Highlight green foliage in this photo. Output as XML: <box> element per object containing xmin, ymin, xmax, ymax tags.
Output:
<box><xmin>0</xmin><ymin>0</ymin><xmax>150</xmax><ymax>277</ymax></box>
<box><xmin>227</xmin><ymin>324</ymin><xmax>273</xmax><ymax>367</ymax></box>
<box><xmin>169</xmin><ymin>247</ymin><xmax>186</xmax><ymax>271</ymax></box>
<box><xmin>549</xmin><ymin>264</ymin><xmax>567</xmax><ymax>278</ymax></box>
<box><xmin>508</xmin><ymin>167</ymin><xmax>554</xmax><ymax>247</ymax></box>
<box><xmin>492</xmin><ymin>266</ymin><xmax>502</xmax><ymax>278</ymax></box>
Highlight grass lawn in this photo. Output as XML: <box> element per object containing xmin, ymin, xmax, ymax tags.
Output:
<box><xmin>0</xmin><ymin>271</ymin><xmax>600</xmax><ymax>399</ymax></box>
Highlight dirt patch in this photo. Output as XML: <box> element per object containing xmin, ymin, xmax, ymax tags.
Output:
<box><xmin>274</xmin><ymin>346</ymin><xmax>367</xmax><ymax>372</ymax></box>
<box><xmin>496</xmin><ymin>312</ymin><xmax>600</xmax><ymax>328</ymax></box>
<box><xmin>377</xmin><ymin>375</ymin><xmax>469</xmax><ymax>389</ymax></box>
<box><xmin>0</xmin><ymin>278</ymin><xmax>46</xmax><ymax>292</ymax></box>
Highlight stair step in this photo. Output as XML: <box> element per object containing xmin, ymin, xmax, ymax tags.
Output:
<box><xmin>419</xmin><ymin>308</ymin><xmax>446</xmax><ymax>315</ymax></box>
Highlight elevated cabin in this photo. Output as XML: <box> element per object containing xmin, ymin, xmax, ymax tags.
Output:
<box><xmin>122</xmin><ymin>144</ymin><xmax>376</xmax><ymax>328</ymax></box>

──────────────────────────────

[Task goal]: Convert all of the records above into a numbered list, one line per item, and omit any blank lines.

[Solution below]:
1. Highlight green foliage in this photo. Output as XML: <box> element per object containing xmin, ymin, xmax, ymax tags.
2. Output:
3. <box><xmin>0</xmin><ymin>0</ymin><xmax>150</xmax><ymax>277</ymax></box>
4. <box><xmin>227</xmin><ymin>324</ymin><xmax>273</xmax><ymax>367</ymax></box>
5. <box><xmin>169</xmin><ymin>247</ymin><xmax>186</xmax><ymax>271</ymax></box>
6. <box><xmin>549</xmin><ymin>264</ymin><xmax>567</xmax><ymax>278</ymax></box>
7. <box><xmin>508</xmin><ymin>167</ymin><xmax>554</xmax><ymax>247</ymax></box>
8. <box><xmin>492</xmin><ymin>266</ymin><xmax>502</xmax><ymax>278</ymax></box>
9. Highlight grass lawn in this photo. Output as XML: <box> element per object containing xmin, ymin, xmax, ymax tags.
10. Output:
11. <box><xmin>0</xmin><ymin>271</ymin><xmax>600</xmax><ymax>399</ymax></box>
12. Highlight dirt patch in this photo. Output as XML: <box> element per object containing xmin, ymin, xmax, ymax tags.
13. Output:
14. <box><xmin>274</xmin><ymin>346</ymin><xmax>367</xmax><ymax>372</ymax></box>
15. <box><xmin>496</xmin><ymin>312</ymin><xmax>600</xmax><ymax>328</ymax></box>
16. <box><xmin>377</xmin><ymin>375</ymin><xmax>469</xmax><ymax>389</ymax></box>
17. <box><xmin>0</xmin><ymin>278</ymin><xmax>46</xmax><ymax>292</ymax></box>
18. Highlight stair step in this photo. Output as XML: <box> element per object containing xmin, ymin, xmax, ymax tags.
19. Output:
20. <box><xmin>419</xmin><ymin>308</ymin><xmax>446</xmax><ymax>315</ymax></box>
21. Highlight elevated cabin in this photo. Output as XML: <box> element per object containing xmin, ymin, xmax, ymax tags.
22. Output:
23. <box><xmin>122</xmin><ymin>144</ymin><xmax>376</xmax><ymax>328</ymax></box>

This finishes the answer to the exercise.